*Problem requirements*:
Go to the line containing "Pretty please, detect the boy's mouth" and return it and each line after it exactly, through the end of the data below, and nothing more.

☆ ☆ ☆ ☆

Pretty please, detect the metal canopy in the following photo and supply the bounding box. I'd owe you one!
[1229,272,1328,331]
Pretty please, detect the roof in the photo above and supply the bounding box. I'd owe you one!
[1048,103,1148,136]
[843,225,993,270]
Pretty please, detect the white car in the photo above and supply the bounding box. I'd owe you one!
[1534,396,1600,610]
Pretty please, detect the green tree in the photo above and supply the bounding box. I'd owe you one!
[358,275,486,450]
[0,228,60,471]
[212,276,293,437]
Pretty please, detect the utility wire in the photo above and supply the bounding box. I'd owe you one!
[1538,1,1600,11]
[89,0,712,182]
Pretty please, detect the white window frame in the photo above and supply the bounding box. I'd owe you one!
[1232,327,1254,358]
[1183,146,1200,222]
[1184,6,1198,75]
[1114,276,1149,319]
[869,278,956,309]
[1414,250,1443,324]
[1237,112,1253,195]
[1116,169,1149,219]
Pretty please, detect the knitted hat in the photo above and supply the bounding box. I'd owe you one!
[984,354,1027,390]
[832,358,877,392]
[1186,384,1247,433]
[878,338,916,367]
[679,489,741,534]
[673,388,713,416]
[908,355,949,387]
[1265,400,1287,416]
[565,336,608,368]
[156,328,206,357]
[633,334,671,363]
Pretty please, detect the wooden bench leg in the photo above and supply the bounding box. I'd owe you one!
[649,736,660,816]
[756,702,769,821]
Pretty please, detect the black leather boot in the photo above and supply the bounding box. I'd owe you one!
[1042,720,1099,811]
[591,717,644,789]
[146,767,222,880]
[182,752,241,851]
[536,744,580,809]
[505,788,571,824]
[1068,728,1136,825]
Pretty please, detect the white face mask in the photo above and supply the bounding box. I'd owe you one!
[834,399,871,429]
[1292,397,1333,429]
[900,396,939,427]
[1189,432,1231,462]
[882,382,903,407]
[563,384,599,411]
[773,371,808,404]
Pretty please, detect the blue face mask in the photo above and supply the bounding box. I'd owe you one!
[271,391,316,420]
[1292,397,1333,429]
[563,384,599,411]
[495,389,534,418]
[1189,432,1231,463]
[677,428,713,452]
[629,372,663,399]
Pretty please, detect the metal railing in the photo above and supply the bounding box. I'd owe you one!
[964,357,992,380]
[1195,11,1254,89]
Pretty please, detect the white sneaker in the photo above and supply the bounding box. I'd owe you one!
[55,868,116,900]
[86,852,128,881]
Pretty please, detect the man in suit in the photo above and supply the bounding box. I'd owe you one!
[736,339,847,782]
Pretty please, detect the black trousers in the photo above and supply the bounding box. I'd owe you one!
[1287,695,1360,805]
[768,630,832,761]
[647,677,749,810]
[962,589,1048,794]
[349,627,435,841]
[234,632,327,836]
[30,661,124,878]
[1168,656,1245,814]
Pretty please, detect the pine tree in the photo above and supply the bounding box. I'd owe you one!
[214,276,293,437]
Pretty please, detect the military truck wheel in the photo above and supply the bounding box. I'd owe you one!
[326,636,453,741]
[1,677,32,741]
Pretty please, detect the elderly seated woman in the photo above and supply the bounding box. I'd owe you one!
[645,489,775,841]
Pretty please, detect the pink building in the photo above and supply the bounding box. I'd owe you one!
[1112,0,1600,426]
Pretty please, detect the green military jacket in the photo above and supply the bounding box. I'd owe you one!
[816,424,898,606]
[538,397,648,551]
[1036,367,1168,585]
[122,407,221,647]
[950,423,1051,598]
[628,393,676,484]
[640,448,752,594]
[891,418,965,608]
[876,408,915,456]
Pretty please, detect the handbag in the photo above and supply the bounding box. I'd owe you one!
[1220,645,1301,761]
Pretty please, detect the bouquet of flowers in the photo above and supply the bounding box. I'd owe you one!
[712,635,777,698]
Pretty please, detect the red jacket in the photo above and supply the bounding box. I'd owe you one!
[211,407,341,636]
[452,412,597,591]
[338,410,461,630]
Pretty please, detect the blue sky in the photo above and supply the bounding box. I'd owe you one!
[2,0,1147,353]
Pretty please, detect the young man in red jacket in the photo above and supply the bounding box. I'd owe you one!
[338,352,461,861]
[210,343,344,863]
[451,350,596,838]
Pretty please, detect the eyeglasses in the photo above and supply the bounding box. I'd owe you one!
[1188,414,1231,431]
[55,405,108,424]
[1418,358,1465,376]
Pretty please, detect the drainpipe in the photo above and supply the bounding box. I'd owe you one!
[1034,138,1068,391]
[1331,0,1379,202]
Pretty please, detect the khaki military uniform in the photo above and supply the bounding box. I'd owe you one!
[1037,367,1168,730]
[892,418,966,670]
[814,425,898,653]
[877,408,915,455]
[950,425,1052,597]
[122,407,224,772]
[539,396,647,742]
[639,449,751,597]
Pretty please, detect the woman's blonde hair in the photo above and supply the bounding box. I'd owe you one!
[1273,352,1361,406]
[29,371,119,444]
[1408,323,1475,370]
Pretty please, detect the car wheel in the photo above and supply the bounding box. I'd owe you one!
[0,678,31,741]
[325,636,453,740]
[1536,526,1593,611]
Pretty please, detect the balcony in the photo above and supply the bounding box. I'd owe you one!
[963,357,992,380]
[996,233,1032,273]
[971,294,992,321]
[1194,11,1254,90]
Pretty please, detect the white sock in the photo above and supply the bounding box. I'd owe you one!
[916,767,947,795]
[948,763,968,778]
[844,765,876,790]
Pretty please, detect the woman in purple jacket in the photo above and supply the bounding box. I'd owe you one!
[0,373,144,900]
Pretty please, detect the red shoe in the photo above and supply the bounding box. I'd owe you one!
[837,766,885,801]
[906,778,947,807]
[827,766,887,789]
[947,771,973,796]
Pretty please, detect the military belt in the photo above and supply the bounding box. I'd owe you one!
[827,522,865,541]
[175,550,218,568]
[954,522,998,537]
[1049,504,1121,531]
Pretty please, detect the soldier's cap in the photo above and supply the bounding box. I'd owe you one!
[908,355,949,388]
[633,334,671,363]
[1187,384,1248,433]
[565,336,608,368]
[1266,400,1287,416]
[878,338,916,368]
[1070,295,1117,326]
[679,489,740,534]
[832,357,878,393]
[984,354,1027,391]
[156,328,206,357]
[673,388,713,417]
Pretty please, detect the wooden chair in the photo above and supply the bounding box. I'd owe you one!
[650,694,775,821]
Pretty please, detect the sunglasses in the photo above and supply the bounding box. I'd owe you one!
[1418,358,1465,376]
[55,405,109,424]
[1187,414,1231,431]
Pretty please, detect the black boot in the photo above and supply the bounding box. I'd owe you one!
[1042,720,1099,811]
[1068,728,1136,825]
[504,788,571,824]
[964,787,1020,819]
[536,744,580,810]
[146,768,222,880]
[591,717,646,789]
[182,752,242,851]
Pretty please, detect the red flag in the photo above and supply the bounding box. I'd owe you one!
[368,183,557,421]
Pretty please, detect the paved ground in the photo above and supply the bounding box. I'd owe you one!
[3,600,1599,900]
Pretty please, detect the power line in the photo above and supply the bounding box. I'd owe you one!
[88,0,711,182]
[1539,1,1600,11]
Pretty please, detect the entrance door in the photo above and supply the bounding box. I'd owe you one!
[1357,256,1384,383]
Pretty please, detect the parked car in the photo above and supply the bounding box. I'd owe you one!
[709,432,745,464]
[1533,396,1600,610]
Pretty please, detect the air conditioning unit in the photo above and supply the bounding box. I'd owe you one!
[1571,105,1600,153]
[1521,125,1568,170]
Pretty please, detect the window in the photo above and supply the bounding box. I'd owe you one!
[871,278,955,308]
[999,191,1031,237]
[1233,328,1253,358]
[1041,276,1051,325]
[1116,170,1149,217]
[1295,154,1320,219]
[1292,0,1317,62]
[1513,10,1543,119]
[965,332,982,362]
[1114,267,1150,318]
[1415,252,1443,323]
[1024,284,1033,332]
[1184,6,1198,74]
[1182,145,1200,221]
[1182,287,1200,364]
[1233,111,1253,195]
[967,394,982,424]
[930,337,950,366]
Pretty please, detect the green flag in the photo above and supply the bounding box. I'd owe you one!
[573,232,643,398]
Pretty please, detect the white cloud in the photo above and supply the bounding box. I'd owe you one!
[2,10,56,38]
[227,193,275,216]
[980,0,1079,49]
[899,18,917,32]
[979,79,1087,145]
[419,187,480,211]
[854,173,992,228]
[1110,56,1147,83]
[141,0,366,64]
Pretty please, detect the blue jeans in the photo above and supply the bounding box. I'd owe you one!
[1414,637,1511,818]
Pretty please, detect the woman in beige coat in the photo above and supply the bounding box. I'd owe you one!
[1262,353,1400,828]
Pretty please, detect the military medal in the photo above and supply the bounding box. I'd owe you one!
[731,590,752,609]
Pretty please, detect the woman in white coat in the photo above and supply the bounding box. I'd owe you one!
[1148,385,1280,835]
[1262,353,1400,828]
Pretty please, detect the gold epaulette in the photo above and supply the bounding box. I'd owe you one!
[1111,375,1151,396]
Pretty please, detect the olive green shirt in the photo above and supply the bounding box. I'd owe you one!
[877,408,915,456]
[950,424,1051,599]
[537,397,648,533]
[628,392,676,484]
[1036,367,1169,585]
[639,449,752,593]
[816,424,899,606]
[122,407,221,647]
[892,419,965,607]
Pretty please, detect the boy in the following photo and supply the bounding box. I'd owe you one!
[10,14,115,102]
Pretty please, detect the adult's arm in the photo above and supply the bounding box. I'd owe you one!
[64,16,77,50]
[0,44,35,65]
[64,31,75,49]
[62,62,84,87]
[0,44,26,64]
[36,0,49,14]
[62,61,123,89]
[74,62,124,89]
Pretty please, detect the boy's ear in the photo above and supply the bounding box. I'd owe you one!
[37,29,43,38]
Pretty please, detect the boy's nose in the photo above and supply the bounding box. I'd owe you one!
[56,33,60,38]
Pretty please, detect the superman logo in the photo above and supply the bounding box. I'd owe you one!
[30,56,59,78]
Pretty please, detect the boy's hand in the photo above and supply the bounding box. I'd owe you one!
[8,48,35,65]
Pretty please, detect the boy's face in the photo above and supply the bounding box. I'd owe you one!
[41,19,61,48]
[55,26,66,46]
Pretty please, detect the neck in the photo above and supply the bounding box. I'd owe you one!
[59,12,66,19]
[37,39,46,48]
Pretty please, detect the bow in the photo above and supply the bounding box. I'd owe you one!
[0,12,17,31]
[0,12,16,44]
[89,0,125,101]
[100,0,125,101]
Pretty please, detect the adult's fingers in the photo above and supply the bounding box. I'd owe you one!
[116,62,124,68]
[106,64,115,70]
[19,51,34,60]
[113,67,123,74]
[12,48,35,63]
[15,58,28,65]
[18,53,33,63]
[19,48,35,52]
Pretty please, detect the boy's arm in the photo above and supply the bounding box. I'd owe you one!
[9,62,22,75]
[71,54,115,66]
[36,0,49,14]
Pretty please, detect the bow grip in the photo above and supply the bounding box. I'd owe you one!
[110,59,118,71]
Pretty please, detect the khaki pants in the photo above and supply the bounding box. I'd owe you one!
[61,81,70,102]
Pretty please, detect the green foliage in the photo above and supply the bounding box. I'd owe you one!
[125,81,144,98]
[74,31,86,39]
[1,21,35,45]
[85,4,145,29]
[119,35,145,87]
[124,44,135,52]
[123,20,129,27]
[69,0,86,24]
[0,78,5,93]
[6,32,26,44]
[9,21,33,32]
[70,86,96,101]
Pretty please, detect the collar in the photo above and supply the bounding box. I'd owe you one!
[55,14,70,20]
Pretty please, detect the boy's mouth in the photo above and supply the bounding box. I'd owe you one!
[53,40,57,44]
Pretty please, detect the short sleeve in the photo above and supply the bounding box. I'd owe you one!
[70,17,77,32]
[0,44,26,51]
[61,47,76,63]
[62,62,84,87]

☆ ☆ ☆ ☆

*Answer below*:
Pretty please, detect the boy's mouth in the photo above and supply the bounding box. I'd owe you one!
[53,40,57,44]
Pretty please, detect the short sleeve in the photo above and supply the bounding box. I'd owe you one!
[70,17,77,32]
[0,44,26,51]
[61,47,76,63]
[62,62,84,87]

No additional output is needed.